▶ **SUPPLIED ENTRIES**
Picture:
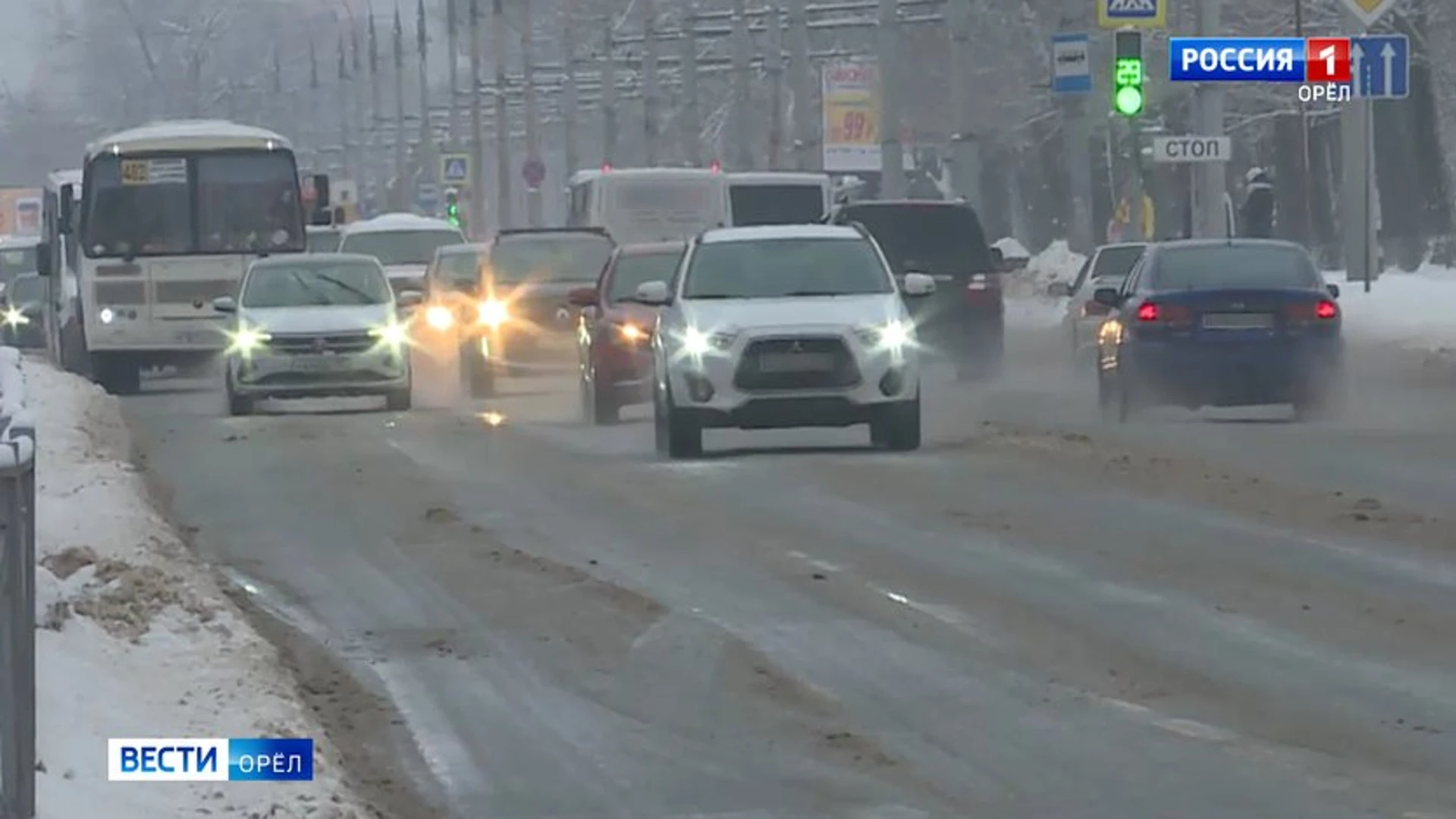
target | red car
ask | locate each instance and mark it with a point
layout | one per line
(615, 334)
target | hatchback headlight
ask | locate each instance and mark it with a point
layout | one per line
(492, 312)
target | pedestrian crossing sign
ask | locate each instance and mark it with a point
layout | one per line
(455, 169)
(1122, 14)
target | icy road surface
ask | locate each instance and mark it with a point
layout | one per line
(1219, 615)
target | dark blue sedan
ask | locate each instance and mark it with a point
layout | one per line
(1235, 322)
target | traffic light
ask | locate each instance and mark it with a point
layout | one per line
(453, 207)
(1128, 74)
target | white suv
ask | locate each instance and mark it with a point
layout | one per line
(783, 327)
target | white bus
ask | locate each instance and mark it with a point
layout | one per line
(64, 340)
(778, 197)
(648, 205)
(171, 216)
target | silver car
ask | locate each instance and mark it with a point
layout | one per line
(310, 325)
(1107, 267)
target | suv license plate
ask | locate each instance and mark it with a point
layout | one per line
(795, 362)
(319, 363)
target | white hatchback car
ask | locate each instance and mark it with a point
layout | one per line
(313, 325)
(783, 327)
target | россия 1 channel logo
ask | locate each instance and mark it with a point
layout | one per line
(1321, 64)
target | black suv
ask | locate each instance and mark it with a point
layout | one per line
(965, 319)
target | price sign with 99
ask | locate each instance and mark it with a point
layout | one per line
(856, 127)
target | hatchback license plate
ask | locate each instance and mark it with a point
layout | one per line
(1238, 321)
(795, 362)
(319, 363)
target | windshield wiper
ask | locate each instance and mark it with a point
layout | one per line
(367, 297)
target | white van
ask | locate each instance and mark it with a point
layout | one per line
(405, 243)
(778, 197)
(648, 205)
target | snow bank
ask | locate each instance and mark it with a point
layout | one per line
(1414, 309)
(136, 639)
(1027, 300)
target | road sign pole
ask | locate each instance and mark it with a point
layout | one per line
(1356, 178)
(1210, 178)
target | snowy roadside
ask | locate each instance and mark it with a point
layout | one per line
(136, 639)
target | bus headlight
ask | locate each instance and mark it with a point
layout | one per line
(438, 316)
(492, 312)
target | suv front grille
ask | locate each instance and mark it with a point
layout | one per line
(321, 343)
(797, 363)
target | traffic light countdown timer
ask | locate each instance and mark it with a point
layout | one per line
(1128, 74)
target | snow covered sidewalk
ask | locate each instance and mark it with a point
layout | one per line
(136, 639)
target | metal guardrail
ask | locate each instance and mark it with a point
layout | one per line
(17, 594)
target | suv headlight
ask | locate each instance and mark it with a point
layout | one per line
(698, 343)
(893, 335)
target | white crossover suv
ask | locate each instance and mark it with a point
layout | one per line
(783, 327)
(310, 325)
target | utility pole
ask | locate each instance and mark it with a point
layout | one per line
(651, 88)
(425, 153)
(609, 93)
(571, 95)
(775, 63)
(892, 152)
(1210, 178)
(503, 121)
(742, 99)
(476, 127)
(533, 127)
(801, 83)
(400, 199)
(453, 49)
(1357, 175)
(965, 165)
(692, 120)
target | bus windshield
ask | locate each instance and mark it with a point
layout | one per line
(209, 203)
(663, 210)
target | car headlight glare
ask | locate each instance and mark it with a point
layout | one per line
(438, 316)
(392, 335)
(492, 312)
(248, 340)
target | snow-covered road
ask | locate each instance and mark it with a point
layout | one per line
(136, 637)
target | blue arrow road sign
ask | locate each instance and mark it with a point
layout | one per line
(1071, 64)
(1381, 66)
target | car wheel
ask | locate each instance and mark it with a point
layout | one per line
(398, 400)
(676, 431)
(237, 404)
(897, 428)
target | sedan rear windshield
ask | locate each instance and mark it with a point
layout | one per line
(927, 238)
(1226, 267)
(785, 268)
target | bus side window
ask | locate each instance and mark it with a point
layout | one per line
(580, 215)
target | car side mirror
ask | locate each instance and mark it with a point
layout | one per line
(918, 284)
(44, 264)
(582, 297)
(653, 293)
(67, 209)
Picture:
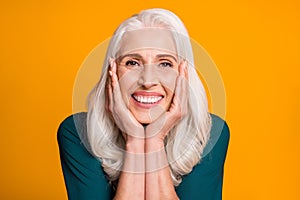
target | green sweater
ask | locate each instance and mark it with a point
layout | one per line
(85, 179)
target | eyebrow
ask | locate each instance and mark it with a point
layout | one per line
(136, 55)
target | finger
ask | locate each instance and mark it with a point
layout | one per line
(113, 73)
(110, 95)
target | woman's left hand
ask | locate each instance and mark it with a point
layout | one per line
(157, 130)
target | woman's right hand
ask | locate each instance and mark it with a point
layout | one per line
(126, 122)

▶ **PROBLEM TO WORK ON**
Take the records above and transcribe them exactly, dropping every picture.

▶ **THE SOLUTION**
Picture:
target | red car
ask | locate each instance and mark it with a point
layout | one per line
(615, 334)
target | hatchback headlight
ask | locate each instance and mark it with a point
layout | one per line
(492, 312)
target | pedestrian crossing sign
ask | locate each instance and mark it with a point
layout | one per line
(455, 169)
(1122, 14)
target | icy road surface
ask | locate each instance and mark it with a point
layout | one per line
(1219, 615)
target | dark blue sedan
ask | locate each instance and mark it with a point
layout | one per line
(1235, 322)
target | traffic light
ask | locate each instance and mark it with a point
layout | one per line
(453, 207)
(1128, 74)
target | white suv
ask | locate each instance and mark it with a point
layout | one per line
(783, 327)
target | white bus
ask | locate each instance and mark it with a point
layout | one per line
(64, 340)
(778, 197)
(648, 205)
(171, 216)
target | silver car
ask | locate each instance and mark it with a point
layout | one per line
(310, 325)
(1107, 267)
target | suv license plate
ask | locate each instance and mark it with a point
layout | one per line
(795, 362)
(319, 363)
target | white hatchback car
ask | locate each instance and mark it with a point
layout | one per line
(313, 325)
(783, 327)
target | россия 1 channel logo
ask | locate each instance and mark it with a point
layout | one per line
(1321, 64)
target | black suv
ask | locate each instance and mark it with a point
layout | one per line
(965, 319)
target | price sign with 99
ask | locate each instance and mark it with a point
layout | one per line
(856, 127)
target | hatchback license plate
ask | locate each instance and mark it with a point
layout | one per line
(1238, 321)
(795, 362)
(319, 363)
target | windshield wiper
ask | locate each instance and mark it with a point
layout | one per line
(367, 297)
target | white van
ask | locate each instance and mark it with a point
layout | one per line
(405, 243)
(778, 197)
(648, 205)
target | snow bank
ask | locate each instance and mark it with a point
layout | one per line
(1414, 309)
(136, 639)
(1027, 300)
target | road sign pole
ask | locate each instance and mark it with a point
layout | one per line
(1356, 178)
(1210, 178)
target | snowy roadside
ask | locate each instance and mark it with a point
layout | one per line
(136, 639)
target | bus headlight
ask | locate each instance and mark it with a point
layout | one per line
(438, 316)
(492, 312)
target | suv front grille
ask | locate each instance and mark it with a point
layout | one per line
(321, 343)
(797, 363)
target | traffic light countdown timer
ask | locate each instance and mark it with a point
layout | one per line
(1128, 74)
target | snow covered sidewalk
ask | locate each instance and mark it with a point
layout | one per line
(136, 639)
target | metal guardrail
ask | locate each instance and mark it with a point
layout | one per line
(17, 594)
target | suv headlight
ask | locate each instance and mark it with a point
layout | one per line
(698, 343)
(893, 335)
target | white crossover suv
ask | locate each instance and mark it with a point
layout | one per line
(783, 327)
(310, 325)
target | utility pole
ask | locate each instance and mark it with a point
layout | one per line
(651, 88)
(425, 153)
(609, 93)
(571, 95)
(775, 63)
(892, 152)
(1210, 178)
(503, 121)
(742, 99)
(476, 127)
(533, 127)
(801, 83)
(400, 199)
(453, 49)
(1357, 175)
(965, 165)
(692, 120)
target | bus windshield
ask | locate each instance and mark it with a point
layout | one per line
(209, 203)
(663, 210)
target | car headlight glare
ask | locate each instance and mark it with a point
layout | one per line
(438, 316)
(392, 335)
(492, 312)
(248, 340)
target | snow-covered road
ask | locate each instance and mark it with a point
layout | one per line
(136, 637)
target | blue arrow road sign
ask | locate each instance and mark it with a point
layout | one per line
(1071, 64)
(1381, 66)
target | car wheel
ask | locate each instance and mark it with a point
layout | one per line
(398, 400)
(676, 431)
(237, 404)
(897, 428)
target | sedan rear windshield
ask | locate each instance and mark it with a point
layout | one per line
(927, 238)
(1226, 267)
(785, 268)
target | bus side window
ask | locate each instance and mark it with a point
layout | one per line
(580, 215)
target | car side mirror
ask | locate each instance and mark it with a point
layout | one per line
(918, 284)
(44, 264)
(582, 297)
(653, 293)
(67, 209)
Picture:
target | green sweater
ask | locate each instance and mark it with a point
layout | one per line
(85, 179)
target | eyebrow
ask | locate each instance and mark it with a point
layout | one per line
(136, 55)
target | finger
ask | locate each instance and mark it with a point
layout | one per line
(113, 73)
(110, 95)
target | woman's left hand
ask | locate each instance and mark it with a point
layout | one per line
(157, 130)
target | woman's right hand
ask | locate each instance and mark it with a point
layout | one per line
(126, 122)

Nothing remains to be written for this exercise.